→ The task:
Count the rows below that contain the word "each", and give only that number.
▼▼▼
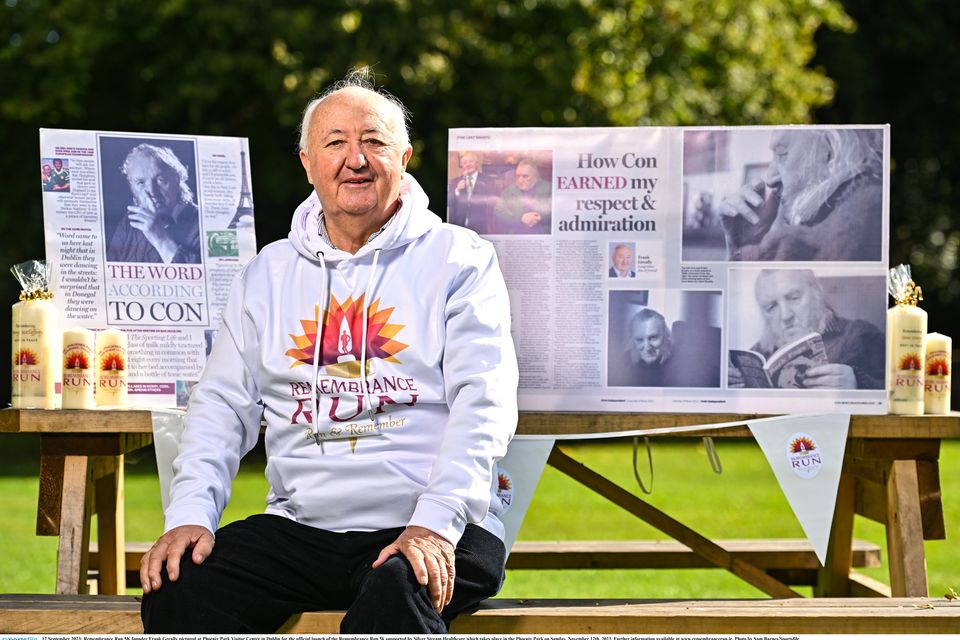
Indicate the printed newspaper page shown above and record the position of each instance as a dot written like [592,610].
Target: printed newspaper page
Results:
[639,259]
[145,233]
▲▲▲
▼▼▼
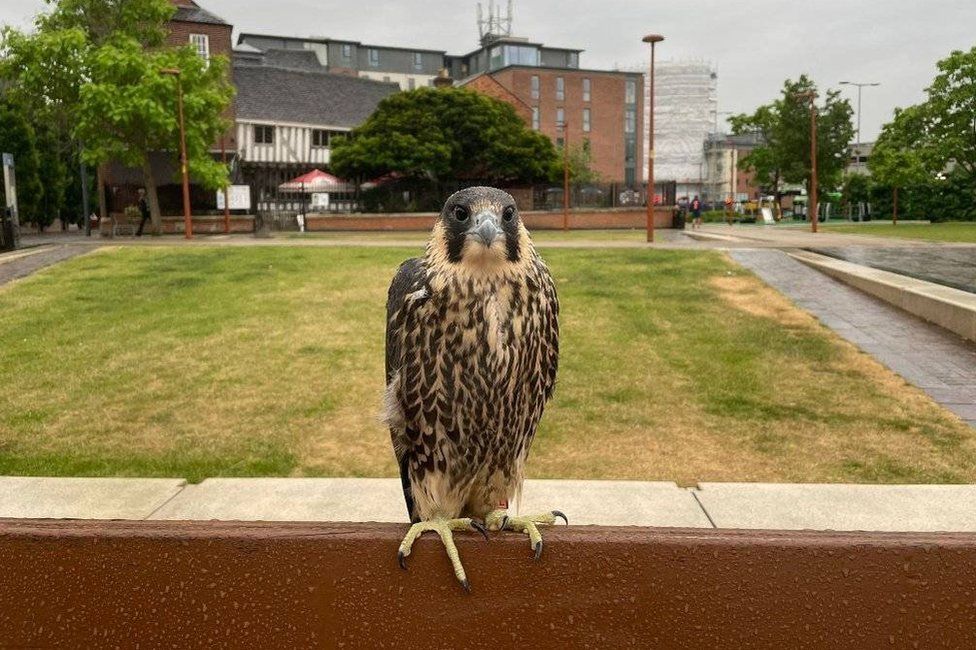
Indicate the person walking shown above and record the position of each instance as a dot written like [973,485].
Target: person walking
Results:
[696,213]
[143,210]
▲▲▲
→ Answer in full:
2